### [Problem to solve]
Extract from the entries below, exactly as given, only the lines from the line containing "[tag] thin twig: a pin per instance" to the line containing "[tag] green plant stem: a pin per instance", both lines included.

(Records from a data collection)

--- START ---

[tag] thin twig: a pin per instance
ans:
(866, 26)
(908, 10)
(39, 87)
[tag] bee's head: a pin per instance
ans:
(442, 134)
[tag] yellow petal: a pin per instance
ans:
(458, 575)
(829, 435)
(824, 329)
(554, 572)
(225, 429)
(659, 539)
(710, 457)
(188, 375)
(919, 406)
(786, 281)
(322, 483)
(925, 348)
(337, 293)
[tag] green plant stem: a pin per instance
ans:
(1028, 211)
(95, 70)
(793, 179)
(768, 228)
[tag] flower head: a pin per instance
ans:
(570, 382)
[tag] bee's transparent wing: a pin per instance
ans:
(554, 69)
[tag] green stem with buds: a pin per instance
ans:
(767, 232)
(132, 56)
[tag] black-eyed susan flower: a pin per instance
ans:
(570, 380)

--- END ---
--- START ---

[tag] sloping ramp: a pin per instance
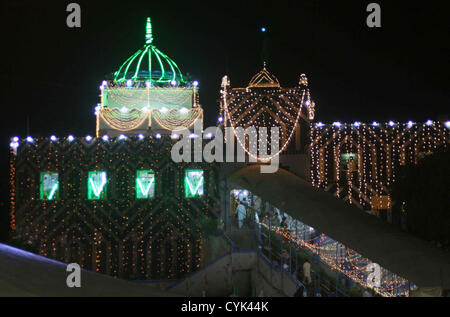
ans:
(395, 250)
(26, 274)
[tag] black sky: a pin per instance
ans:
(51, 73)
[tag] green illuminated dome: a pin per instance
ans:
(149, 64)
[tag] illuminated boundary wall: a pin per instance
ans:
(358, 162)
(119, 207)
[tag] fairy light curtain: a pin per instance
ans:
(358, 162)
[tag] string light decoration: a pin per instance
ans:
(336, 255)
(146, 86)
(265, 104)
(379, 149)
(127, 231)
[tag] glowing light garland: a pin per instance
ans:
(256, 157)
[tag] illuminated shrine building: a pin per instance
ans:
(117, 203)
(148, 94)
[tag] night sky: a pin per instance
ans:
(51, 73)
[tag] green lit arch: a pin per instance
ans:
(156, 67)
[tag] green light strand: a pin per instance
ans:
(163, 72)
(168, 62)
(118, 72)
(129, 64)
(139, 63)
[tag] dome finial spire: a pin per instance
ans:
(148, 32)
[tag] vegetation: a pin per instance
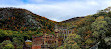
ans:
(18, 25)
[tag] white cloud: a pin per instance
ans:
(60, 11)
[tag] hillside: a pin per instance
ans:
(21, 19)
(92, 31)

--- END ---

### [Result of this exercise]
[tag] thin twig: a pin per instance
ans:
(866, 26)
(908, 10)
(39, 87)
[tag] bee's head: a pin per instance
ans:
(442, 134)
[tag] yellow petal: a pin per instance
ans:
(458, 575)
(829, 435)
(824, 329)
(554, 572)
(225, 429)
(659, 539)
(710, 457)
(188, 375)
(919, 406)
(786, 281)
(322, 483)
(925, 348)
(337, 293)
[tag] green plant stem: a pin per instance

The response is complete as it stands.